## Enunciado:
Localize nas linhas abaixo todas as que têm a palavra "woman". Copie cada uma delas.

## Linhas para usar:
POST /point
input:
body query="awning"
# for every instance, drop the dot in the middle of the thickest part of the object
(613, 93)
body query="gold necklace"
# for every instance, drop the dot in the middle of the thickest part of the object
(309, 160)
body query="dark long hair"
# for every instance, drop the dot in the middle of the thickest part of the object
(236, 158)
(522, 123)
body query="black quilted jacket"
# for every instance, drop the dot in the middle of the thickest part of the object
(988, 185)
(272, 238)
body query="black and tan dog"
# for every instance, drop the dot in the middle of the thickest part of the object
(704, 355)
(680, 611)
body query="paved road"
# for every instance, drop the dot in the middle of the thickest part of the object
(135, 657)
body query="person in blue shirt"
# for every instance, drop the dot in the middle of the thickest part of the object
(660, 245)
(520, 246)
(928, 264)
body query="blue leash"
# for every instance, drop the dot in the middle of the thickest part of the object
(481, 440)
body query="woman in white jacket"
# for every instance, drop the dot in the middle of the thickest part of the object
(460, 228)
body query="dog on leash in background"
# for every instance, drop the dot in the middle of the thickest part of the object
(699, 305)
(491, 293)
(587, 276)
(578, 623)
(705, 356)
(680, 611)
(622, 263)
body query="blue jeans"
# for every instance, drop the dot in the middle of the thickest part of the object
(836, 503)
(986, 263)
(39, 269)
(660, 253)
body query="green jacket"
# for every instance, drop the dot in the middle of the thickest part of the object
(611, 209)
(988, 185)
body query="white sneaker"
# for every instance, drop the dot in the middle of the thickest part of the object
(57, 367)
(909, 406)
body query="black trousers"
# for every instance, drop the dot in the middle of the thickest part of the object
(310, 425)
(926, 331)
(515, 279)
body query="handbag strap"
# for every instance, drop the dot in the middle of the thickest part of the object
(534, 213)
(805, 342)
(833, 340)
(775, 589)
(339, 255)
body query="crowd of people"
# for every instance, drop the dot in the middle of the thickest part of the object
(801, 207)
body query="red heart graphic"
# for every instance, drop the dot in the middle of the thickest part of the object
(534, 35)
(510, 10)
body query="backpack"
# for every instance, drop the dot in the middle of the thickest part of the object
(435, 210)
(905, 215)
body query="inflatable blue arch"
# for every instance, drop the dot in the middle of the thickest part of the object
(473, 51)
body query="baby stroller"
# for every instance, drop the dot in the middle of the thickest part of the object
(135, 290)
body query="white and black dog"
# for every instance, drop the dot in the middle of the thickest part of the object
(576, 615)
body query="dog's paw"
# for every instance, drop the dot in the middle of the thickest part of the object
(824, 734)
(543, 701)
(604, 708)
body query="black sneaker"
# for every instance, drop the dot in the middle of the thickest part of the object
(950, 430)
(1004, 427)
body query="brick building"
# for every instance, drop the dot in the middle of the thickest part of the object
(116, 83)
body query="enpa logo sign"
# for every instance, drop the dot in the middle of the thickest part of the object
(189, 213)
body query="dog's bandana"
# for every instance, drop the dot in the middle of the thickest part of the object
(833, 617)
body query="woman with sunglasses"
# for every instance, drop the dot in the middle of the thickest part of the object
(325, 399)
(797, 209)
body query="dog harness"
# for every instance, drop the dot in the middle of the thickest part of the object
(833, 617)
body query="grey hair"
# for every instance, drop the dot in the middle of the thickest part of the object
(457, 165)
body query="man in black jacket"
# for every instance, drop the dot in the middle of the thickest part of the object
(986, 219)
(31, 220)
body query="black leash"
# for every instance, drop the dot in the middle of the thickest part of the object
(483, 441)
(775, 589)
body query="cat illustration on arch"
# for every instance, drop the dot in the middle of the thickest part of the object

## Solução:
body query="woman in white jacket"
body query="woman with sunglasses"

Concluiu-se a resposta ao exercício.